AIM — Set out the rows below as a numbered list, skipping any blank lines. Leave the pictures out of your answer.

INPUT —
((
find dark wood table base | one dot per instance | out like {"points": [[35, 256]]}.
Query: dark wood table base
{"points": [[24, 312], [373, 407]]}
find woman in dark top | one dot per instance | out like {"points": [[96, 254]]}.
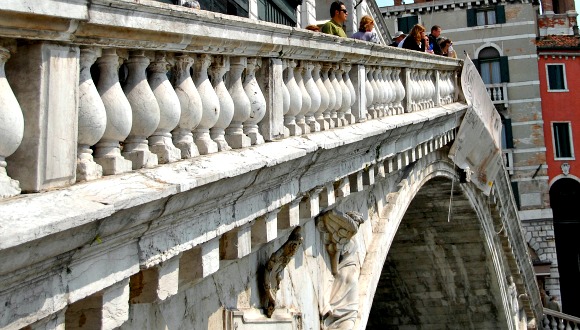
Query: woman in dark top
{"points": [[414, 40]]}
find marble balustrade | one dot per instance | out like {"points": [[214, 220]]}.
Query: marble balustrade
{"points": [[156, 102]]}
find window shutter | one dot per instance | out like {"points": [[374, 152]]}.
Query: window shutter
{"points": [[471, 17], [505, 70], [476, 63], [509, 136], [500, 14]]}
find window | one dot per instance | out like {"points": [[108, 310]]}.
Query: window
{"points": [[486, 16], [556, 77], [406, 23], [493, 68], [562, 136]]}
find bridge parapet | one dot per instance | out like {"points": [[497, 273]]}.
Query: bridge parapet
{"points": [[177, 191]]}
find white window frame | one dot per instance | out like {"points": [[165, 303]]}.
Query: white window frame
{"points": [[563, 74], [572, 156]]}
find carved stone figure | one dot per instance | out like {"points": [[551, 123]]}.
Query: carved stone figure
{"points": [[339, 229], [276, 265]]}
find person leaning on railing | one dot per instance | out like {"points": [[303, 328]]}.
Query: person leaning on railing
{"points": [[365, 30], [338, 14]]}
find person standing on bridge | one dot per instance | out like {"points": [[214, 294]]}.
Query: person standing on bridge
{"points": [[338, 14]]}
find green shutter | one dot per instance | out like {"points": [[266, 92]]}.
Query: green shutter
{"points": [[471, 17], [504, 68], [500, 14]]}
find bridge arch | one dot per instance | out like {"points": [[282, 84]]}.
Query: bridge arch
{"points": [[422, 267]]}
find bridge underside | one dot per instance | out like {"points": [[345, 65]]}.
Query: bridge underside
{"points": [[438, 273]]}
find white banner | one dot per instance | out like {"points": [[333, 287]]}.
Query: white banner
{"points": [[477, 147]]}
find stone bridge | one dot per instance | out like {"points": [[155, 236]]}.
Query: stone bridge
{"points": [[324, 198]]}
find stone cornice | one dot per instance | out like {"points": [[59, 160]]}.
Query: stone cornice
{"points": [[153, 25]]}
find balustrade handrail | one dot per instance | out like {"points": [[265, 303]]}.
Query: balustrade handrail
{"points": [[144, 25], [561, 315]]}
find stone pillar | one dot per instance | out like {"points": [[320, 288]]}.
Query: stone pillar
{"points": [[92, 119], [315, 98], [295, 101], [191, 106], [145, 110], [257, 101], [211, 107], [331, 95], [160, 142], [11, 128], [220, 66], [348, 114], [44, 78], [235, 132], [277, 100], [300, 71], [119, 116], [324, 98]]}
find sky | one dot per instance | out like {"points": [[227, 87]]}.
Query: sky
{"points": [[382, 3]]}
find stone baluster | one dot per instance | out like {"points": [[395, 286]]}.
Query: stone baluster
{"points": [[442, 87], [210, 107], [415, 94], [419, 89], [346, 99], [306, 100], [348, 114], [160, 142], [315, 100], [191, 107], [324, 97], [295, 101], [376, 94], [370, 95], [450, 82], [118, 113], [285, 97], [391, 91], [220, 66], [331, 94], [235, 132], [426, 90], [378, 74], [11, 128], [92, 118], [257, 101], [432, 96], [338, 94], [145, 109], [396, 77]]}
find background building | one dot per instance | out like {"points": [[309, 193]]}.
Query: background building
{"points": [[559, 70], [499, 38]]}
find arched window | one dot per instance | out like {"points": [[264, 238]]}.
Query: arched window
{"points": [[492, 67]]}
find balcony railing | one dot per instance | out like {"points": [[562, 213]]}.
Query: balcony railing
{"points": [[498, 93], [232, 85], [554, 320]]}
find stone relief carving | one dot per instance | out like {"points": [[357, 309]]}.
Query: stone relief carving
{"points": [[341, 244], [275, 267]]}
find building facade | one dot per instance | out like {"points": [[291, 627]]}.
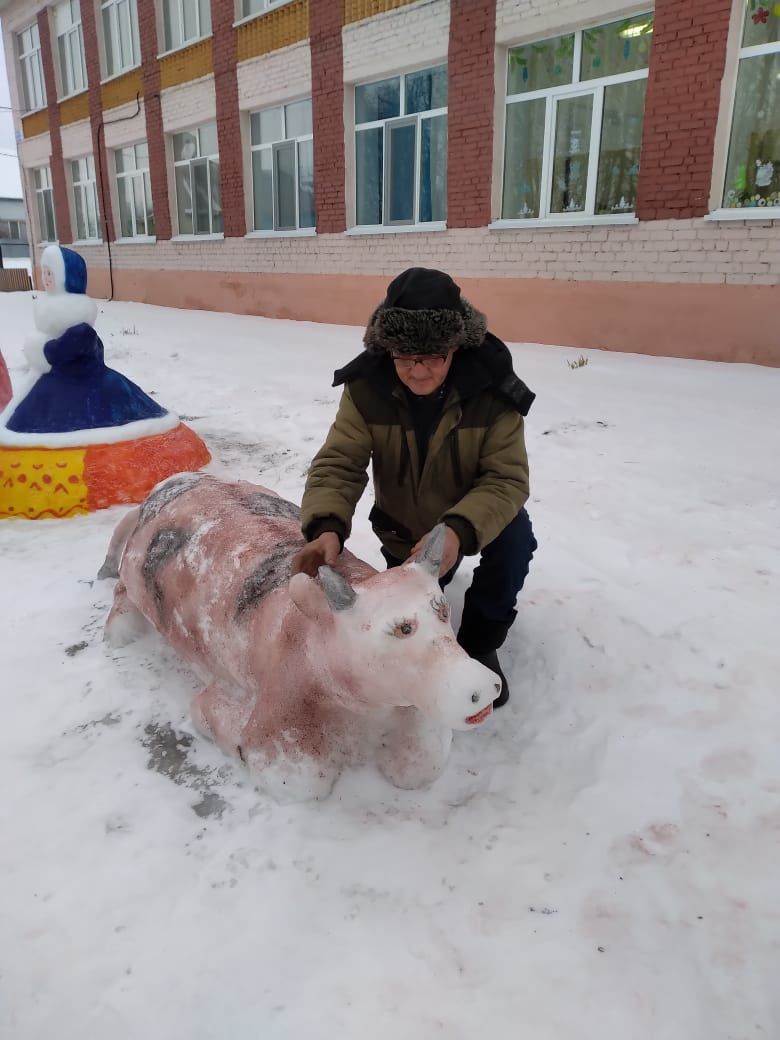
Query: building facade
{"points": [[597, 173], [14, 245]]}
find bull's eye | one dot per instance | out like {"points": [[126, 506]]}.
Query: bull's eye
{"points": [[401, 629]]}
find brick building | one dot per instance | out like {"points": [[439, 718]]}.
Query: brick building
{"points": [[598, 173]]}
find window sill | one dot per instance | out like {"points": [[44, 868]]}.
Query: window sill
{"points": [[395, 229], [117, 75], [259, 14], [183, 47], [75, 94], [570, 222], [749, 213], [297, 233]]}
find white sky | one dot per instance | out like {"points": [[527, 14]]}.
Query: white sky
{"points": [[10, 184]]}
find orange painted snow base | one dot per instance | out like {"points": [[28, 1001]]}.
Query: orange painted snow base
{"points": [[710, 322], [55, 483]]}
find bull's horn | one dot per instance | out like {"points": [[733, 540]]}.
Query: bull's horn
{"points": [[339, 593], [431, 553]]}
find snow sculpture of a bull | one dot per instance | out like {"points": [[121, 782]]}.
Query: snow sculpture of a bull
{"points": [[305, 676]]}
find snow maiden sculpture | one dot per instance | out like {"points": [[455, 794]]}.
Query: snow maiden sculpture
{"points": [[306, 676], [80, 436]]}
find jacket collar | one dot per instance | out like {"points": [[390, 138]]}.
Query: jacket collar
{"points": [[472, 371]]}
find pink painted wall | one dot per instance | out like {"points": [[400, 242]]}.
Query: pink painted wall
{"points": [[713, 322]]}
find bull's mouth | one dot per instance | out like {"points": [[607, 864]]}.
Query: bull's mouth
{"points": [[481, 716]]}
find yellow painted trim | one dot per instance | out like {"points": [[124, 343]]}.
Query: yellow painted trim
{"points": [[357, 10], [274, 30], [122, 89], [73, 109], [35, 124], [40, 484], [188, 63]]}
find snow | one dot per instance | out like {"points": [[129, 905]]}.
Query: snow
{"points": [[599, 859]]}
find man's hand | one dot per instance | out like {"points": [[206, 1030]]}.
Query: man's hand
{"points": [[449, 553], [322, 551]]}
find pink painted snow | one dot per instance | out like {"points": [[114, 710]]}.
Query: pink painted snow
{"points": [[599, 860]]}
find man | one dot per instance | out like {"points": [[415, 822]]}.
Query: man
{"points": [[434, 404]]}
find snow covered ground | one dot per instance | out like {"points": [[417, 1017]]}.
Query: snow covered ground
{"points": [[600, 860]]}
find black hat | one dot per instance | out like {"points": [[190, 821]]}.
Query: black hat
{"points": [[423, 312]]}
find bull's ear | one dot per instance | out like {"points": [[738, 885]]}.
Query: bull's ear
{"points": [[430, 555], [338, 591]]}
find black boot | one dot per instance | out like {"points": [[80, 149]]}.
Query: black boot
{"points": [[491, 660], [479, 638]]}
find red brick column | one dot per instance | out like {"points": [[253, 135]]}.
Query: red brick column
{"points": [[228, 120], [683, 97], [153, 112], [58, 180], [472, 37], [326, 20], [102, 170]]}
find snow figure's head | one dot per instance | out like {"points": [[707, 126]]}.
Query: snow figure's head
{"points": [[65, 303]]}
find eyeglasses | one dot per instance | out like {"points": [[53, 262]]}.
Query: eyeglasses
{"points": [[433, 361]]}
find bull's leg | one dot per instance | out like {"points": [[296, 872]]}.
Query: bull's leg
))
WORKED ANSWER —
1. find dark wood table base | one dot per instance | out like {"points": [[35, 256]]}.
2. Query: dark wood table base
3. {"points": [[24, 312], [373, 407]]}
4. find woman in dark top | one dot per instance | out like {"points": [[96, 254]]}.
5. Query: woman in dark top
6. {"points": [[414, 40]]}
7. find marble balustrade | one dot per instance | out like {"points": [[214, 220]]}.
8. Query: marble balustrade
9. {"points": [[156, 102]]}
10. find window shutter | one dot per instance | out like {"points": [[374, 152]]}.
11. Query: window shutter
12. {"points": [[471, 17], [505, 70], [476, 63], [509, 136], [500, 14]]}
13. find window | one dot per instance | out like {"points": [[108, 310]]}.
14. Query: window
15. {"points": [[486, 16], [556, 77], [406, 23], [493, 68], [562, 136]]}
16. find bridge parapet | one dot per instance | out like {"points": [[497, 273]]}.
17. Query: bridge parapet
18. {"points": [[177, 191]]}
19. find white window frame | one dot per instance | out like {"points": [[165, 303]]}.
20. Query: white window frame
21. {"points": [[563, 74], [572, 156]]}
22. find carved stone figure | one dot per instance | out like {"points": [[551, 123]]}.
23. Query: carved stone figure
24. {"points": [[339, 229], [276, 265]]}
25. find person leaning on railing | one dot per instance | out like {"points": [[303, 328]]}.
26. Query: person leaning on railing
27. {"points": [[365, 30], [338, 14]]}
28. find person standing on bridge | one dot per instance | out like {"points": [[214, 294]]}.
29. Query: person standing on bridge
30. {"points": [[338, 14]]}
31. find green shutter | one dot per instance | out like {"points": [[266, 92]]}.
32. Query: green shutter
33. {"points": [[471, 17], [504, 68], [500, 14]]}
34. find bridge arch | one dot per instance | out like {"points": [[282, 84]]}.
35. Query: bridge arch
36. {"points": [[422, 267]]}
37. find bridge underside | one dot per instance | out like {"points": [[345, 65]]}.
38. Query: bridge underside
39. {"points": [[438, 273]]}
40. find white banner | one dot per instance | out like {"points": [[333, 287]]}.
41. Query: white banner
42. {"points": [[477, 147]]}
43. find stone bridge | one dot per instance | out like {"points": [[155, 236]]}.
44. Query: stone bridge
45. {"points": [[324, 198]]}
46. find stone cornice | one dot per instance | out like {"points": [[59, 160]]}.
47. Query: stone cornice
48. {"points": [[153, 25]]}
49. find balustrade handrail | one dot per instance | out like {"points": [[265, 303]]}.
50. Query: balustrade handrail
51. {"points": [[144, 25], [561, 315]]}
52. find stone pillar | one dot per instance | out like {"points": [[320, 288]]}.
53. Query: stone pillar
54. {"points": [[92, 119], [315, 98], [295, 101], [191, 106], [145, 110], [257, 101], [211, 107], [331, 95], [160, 142], [11, 128], [220, 66], [348, 114], [44, 78], [235, 132], [277, 100], [300, 71], [119, 116], [324, 98]]}
55. find sky | one dot per instance | out like {"points": [[227, 87]]}.
56. Query: sky
57. {"points": [[382, 3]]}
58. find stone baluster | one dot per instance | out like {"points": [[395, 286]]}.
59. Query: stone baluster
60. {"points": [[442, 87], [210, 107], [415, 94], [419, 89], [346, 99], [306, 100], [348, 114], [160, 142], [315, 100], [191, 107], [324, 97], [295, 101], [376, 94], [370, 95], [450, 82], [118, 113], [285, 97], [391, 91], [220, 66], [331, 94], [235, 132], [426, 90], [378, 74], [11, 128], [92, 118], [257, 101], [432, 96], [338, 94], [145, 109], [396, 77]]}
61. find background building | one dot per instance | out like {"points": [[309, 193]]}.
62. Query: background building
63. {"points": [[559, 70], [499, 38]]}
64. find arched window | one dot per instance | out like {"points": [[264, 238]]}.
65. Query: arched window
66. {"points": [[492, 67]]}
67. find balcony railing | one dot per instance | out like {"points": [[562, 213]]}.
68. Query: balcony railing
69. {"points": [[498, 93], [232, 85], [554, 320]]}
70. find stone relief carving | one dot per instance | out like {"points": [[357, 309]]}.
71. Query: stone relief carving
72. {"points": [[341, 244], [275, 267]]}
73. find building facade | one dot per instance | out like {"points": [[291, 627]]}.
74. Query: building facade
75. {"points": [[597, 173], [14, 245]]}
76. find bull's eye | one dot per instance | out like {"points": [[126, 506]]}.
77. Query: bull's eye
78. {"points": [[401, 629]]}
79. find brick building | one dot per instance | out like {"points": [[439, 718]]}.
80. Query: brick building
81. {"points": [[598, 173]]}
82. find window sill | one dot per instance | out like {"points": [[44, 868]]}.
83. Query: window sill
84. {"points": [[395, 229], [117, 75], [259, 14], [183, 47], [75, 94], [570, 222], [749, 213], [297, 233]]}
85. find white sky | one dot per instance | out like {"points": [[527, 14]]}.
86. Query: white sky
87. {"points": [[10, 184]]}
88. find orange painted snow base | one dot per instance | out like {"points": [[28, 1001]]}.
89. Query: orange painted snow base
90. {"points": [[710, 322], [55, 483]]}
91. find bull's horn | one dot per instance | out like {"points": [[733, 540]]}.
92. Query: bull's horn
93. {"points": [[339, 593], [431, 553]]}
94. find snow sculpture of a bull | one dot per instance | out like {"points": [[121, 782]]}.
95. Query: snow sculpture of a bull
96. {"points": [[305, 676]]}
97. find snow maiden sculpture | one dot per instance | out like {"points": [[455, 794]]}.
98. Query: snow maiden sculpture
99. {"points": [[306, 676], [80, 436]]}
100. find jacket collar | one dot per instance | out like {"points": [[390, 138]]}.
101. Query: jacket collar
102. {"points": [[472, 371]]}
103. find pink painted wall | one dot per instance | out like {"points": [[400, 242]]}.
104. Query: pink painted wall
105. {"points": [[713, 322]]}
106. find bull's mouth | one dot per instance | out like {"points": [[607, 864]]}.
107. Query: bull's mouth
108. {"points": [[481, 716]]}
109. find yellow painted trim | one dot per instance | out like {"points": [[124, 343]]}.
110. Query: yellow painted trim
111. {"points": [[357, 10], [274, 30], [122, 89], [73, 109], [35, 124], [40, 484], [188, 63]]}
112. find snow | one dot per instance | out like {"points": [[129, 905]]}.
113. Query: snow
114. {"points": [[599, 859]]}
115. find man's hand | one dot per instance | out like {"points": [[206, 1030]]}.
116. Query: man's hand
117. {"points": [[449, 553], [322, 551]]}
118. find pink painted snow | one dot per instance | out like {"points": [[114, 710]]}.
119. Query: pink painted snow
120. {"points": [[599, 860]]}
121. find man | one dot per instance | out like {"points": [[415, 822]]}.
122. Query: man
123. {"points": [[434, 404]]}
124. find snow covered ground | one dot per instance | out like {"points": [[417, 1017]]}.
125. Query: snow covered ground
126. {"points": [[600, 860]]}
127. find black hat | one dot per instance | out like {"points": [[190, 821]]}.
128. Query: black hat
129. {"points": [[423, 312]]}
130. find bull's ear | one dot per instance | out like {"points": [[738, 885]]}.
131. Query: bull's ear
132. {"points": [[430, 555], [338, 591]]}
133. find black boot | one dot per instance | out like {"points": [[80, 149]]}.
134. Query: black boot
135. {"points": [[491, 660], [479, 638]]}
136. find red brick column | one dot per instance | out like {"points": [[253, 135]]}.
137. Query: red brick column
138. {"points": [[228, 120], [683, 97], [153, 112], [58, 180], [472, 37], [326, 20], [102, 170]]}
139. find snow figure's head | one dot per instance | out like {"points": [[707, 126]]}.
140. Query: snow figure's head
141. {"points": [[65, 303]]}
142. find eyeglasses | one dot per instance | out like {"points": [[53, 262]]}.
143. Query: eyeglasses
144. {"points": [[433, 361]]}
145. find bull's leg | one dot per instance | out like {"points": [[296, 872]]}.
146. Query: bull's leg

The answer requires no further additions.